#### [Problem statement]
Beginning at the line that includes "helicopter nose, reported", return each line exactly through the end of the listing, and no line before it.

──────

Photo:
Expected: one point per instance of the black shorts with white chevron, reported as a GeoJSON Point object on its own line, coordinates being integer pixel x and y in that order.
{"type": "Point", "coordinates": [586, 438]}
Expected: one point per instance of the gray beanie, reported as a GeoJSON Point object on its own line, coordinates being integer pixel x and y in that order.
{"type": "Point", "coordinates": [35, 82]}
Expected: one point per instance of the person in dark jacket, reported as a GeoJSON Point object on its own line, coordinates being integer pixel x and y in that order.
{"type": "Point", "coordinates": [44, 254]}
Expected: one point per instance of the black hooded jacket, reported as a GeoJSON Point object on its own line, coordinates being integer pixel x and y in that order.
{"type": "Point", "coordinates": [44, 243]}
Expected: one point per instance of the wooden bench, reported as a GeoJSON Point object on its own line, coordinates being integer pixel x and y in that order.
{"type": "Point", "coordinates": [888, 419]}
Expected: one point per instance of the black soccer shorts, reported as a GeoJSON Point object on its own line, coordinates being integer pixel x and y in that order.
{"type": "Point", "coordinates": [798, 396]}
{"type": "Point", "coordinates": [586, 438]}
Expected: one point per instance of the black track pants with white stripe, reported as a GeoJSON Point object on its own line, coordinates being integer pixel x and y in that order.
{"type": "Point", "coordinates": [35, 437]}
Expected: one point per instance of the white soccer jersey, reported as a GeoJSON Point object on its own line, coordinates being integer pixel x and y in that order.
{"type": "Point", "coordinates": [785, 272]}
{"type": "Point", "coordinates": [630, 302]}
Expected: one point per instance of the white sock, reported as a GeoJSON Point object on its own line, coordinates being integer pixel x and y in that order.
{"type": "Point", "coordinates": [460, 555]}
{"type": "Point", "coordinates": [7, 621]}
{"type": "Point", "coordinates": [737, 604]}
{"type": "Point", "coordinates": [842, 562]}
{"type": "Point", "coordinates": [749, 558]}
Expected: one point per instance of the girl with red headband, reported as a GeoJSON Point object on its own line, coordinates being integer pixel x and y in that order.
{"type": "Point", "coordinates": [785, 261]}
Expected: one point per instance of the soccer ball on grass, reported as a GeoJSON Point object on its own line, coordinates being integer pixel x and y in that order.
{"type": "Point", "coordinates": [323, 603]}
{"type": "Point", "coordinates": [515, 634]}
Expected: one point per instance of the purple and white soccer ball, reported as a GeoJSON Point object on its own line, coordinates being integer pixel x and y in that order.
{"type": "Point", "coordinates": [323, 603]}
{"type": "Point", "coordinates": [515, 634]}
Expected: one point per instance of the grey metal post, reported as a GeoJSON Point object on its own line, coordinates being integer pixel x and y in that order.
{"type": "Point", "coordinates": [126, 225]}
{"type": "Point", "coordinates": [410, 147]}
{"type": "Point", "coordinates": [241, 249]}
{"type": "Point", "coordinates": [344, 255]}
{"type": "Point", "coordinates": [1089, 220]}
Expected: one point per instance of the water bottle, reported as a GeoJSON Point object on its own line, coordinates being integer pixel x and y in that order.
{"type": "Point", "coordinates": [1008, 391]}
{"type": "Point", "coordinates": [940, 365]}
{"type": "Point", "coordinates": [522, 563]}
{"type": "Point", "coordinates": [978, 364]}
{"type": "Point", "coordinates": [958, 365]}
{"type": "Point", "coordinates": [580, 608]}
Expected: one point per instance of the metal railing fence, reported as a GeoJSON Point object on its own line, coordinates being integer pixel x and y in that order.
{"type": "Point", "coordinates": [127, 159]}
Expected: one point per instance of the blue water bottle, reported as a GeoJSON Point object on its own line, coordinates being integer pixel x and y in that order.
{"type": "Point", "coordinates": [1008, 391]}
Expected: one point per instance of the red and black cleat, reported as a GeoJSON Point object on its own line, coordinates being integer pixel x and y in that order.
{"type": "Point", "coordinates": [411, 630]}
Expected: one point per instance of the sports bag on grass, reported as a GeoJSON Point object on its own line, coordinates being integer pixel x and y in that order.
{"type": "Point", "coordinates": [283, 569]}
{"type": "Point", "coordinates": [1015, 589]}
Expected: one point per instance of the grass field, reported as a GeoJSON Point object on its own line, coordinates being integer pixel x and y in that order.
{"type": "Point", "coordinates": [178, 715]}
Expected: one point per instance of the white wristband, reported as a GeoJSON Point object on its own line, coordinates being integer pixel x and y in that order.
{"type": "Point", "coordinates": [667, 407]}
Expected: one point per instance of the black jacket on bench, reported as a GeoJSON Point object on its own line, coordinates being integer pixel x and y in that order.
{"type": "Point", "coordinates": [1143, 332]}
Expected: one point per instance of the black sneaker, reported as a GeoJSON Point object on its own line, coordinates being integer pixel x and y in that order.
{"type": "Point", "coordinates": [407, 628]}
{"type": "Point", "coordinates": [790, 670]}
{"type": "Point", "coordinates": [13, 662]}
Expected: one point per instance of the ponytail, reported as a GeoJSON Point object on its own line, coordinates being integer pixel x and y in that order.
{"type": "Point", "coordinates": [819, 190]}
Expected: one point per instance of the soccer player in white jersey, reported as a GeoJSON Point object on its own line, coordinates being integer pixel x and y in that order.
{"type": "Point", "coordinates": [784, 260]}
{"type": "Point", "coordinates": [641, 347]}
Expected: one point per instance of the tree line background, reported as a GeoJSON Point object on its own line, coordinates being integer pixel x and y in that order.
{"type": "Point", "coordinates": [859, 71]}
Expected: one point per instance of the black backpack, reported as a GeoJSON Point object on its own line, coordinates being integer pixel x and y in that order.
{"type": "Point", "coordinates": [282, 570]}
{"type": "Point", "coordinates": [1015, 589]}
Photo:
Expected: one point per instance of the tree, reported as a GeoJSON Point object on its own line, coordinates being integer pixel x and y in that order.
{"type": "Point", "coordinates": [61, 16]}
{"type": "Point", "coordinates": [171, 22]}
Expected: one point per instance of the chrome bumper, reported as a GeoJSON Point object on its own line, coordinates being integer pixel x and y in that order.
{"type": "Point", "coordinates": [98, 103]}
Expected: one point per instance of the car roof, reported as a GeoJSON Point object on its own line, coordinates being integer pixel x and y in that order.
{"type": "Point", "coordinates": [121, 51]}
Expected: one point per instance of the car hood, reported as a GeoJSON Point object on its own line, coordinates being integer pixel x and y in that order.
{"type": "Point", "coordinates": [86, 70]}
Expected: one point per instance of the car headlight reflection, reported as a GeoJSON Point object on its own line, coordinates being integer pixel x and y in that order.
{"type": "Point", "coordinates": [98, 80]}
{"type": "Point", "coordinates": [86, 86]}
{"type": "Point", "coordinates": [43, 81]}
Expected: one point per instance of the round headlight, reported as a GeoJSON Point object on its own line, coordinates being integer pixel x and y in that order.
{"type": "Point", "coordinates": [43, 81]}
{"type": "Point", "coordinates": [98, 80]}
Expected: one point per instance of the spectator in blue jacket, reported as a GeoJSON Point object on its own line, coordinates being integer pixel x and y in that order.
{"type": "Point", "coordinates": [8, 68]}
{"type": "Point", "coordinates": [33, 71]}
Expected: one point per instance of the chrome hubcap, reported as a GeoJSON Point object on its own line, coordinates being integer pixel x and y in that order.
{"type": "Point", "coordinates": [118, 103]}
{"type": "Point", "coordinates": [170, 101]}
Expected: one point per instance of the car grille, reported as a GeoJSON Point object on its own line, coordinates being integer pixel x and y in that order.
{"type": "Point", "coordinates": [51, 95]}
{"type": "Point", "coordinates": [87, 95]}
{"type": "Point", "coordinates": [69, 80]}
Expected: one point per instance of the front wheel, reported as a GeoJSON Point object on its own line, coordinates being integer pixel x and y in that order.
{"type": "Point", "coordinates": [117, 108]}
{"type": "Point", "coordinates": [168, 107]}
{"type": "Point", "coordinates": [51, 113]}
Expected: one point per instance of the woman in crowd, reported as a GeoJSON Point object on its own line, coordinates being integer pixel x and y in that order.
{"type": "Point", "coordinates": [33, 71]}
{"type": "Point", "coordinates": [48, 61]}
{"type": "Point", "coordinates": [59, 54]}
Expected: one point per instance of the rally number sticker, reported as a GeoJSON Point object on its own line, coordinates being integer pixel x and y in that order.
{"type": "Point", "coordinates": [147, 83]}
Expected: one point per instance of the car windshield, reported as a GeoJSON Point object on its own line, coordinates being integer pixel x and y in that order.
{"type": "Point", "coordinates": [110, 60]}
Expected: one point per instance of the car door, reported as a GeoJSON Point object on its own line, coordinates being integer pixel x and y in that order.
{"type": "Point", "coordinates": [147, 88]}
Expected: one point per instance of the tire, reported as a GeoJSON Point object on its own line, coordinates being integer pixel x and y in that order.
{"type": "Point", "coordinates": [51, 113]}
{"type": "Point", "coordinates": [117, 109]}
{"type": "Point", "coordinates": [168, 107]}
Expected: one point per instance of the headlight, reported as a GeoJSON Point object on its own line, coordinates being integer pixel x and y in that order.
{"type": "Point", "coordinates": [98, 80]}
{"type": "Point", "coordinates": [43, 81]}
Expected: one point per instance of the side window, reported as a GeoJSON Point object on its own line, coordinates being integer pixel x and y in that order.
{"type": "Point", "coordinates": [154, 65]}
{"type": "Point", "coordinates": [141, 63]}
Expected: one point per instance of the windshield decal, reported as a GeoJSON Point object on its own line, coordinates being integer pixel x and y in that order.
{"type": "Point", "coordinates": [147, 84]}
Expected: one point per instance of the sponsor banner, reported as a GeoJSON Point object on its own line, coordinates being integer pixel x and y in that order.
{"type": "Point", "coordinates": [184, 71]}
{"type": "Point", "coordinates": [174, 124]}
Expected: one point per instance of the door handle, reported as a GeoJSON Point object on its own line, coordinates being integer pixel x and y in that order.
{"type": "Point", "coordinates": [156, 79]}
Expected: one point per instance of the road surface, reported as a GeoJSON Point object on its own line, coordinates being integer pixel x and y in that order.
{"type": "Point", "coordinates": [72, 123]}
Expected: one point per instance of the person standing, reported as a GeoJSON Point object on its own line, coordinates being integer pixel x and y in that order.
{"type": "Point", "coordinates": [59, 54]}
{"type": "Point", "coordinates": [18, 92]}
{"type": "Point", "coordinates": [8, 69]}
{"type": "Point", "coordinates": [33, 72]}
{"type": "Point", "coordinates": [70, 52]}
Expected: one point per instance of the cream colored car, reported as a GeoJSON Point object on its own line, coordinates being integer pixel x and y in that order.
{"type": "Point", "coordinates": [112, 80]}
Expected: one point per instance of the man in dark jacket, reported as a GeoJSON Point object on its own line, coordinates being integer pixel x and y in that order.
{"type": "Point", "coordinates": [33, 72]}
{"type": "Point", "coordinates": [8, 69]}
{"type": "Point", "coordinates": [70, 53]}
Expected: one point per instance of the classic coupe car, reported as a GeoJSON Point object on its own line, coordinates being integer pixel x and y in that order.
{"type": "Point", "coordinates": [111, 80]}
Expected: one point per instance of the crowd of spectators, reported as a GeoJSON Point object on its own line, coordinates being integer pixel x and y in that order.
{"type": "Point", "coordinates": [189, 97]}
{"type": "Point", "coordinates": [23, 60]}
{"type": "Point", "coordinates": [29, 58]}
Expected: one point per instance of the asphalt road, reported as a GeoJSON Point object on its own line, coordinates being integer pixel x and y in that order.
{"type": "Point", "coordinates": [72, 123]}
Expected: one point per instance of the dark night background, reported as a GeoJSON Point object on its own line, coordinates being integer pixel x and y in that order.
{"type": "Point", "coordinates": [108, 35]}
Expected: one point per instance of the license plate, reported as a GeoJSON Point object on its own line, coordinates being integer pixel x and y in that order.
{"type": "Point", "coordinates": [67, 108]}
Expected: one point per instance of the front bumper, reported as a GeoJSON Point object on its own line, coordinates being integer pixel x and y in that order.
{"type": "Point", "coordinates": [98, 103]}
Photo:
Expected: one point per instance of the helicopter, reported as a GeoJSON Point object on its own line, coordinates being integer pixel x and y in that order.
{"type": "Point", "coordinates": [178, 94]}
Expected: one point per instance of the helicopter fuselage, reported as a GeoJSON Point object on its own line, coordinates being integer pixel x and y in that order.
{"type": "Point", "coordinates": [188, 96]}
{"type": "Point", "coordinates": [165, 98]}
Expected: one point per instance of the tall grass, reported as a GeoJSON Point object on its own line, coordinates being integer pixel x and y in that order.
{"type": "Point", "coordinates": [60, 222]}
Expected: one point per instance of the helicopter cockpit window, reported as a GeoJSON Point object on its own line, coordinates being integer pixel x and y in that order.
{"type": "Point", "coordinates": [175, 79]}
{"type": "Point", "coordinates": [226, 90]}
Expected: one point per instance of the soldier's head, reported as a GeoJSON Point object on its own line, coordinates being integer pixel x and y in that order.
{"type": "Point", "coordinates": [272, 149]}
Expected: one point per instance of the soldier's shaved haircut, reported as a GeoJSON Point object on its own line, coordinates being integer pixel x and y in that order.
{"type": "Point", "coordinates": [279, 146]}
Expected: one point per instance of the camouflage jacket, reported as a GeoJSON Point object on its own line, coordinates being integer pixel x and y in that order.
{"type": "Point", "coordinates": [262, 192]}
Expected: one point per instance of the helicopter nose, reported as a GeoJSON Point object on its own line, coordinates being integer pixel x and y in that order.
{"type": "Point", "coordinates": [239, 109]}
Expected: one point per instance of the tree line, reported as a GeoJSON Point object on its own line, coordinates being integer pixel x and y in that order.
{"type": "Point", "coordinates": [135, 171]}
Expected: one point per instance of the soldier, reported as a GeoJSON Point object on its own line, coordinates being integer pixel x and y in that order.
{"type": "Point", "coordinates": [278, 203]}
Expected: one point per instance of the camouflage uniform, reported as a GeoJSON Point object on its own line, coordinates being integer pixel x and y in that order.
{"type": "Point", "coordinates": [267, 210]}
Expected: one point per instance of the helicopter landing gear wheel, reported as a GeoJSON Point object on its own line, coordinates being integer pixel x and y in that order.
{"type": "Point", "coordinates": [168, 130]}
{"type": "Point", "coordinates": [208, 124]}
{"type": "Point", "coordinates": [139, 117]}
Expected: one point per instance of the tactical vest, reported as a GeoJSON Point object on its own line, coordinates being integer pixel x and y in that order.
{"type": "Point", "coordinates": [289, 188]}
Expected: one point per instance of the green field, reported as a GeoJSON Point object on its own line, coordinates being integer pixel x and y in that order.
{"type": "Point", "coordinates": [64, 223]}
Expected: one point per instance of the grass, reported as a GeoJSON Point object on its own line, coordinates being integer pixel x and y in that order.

──────

#### [Written solution]
Expected: one point per instance of the helicopter nose, reported as a GeoJSON Point object on its own line, coordinates being integer pixel x and y in that order.
{"type": "Point", "coordinates": [239, 109]}
Expected: one point per instance of the tree line, reported as a GeoJSON Point object on its own line, coordinates being integer pixel x and y in that order.
{"type": "Point", "coordinates": [135, 171]}
Expected: one point per instance of the soldier, reported as a GeoJSON Point object on its own line, coordinates being integer pixel x and y in that order.
{"type": "Point", "coordinates": [278, 203]}
Expected: one point per instance of the camouflage uniform, reported as a GeoJSON Point object on its own line, coordinates being integer pixel x and y in that order.
{"type": "Point", "coordinates": [267, 210]}
Expected: one point per instance of the helicopter landing gear wheel, reported as a GeoJSON Point object on its own line, coordinates being integer pixel x and y in that order.
{"type": "Point", "coordinates": [168, 130]}
{"type": "Point", "coordinates": [208, 124]}
{"type": "Point", "coordinates": [139, 117]}
Expected: one point per instance of the tactical vest, reported as a GeoJSON Point object on its own line, coordinates being integer pixel x and y in that order.
{"type": "Point", "coordinates": [289, 188]}
Expected: one point per instance of the green field, reported as a GeoJSON Point object on its own line, coordinates being integer pixel x and y in that order.
{"type": "Point", "coordinates": [64, 223]}
Expected: one point per instance of the grass, reported as a GeoJSON Point object on its own line, coordinates being integer pixel x and y in that order.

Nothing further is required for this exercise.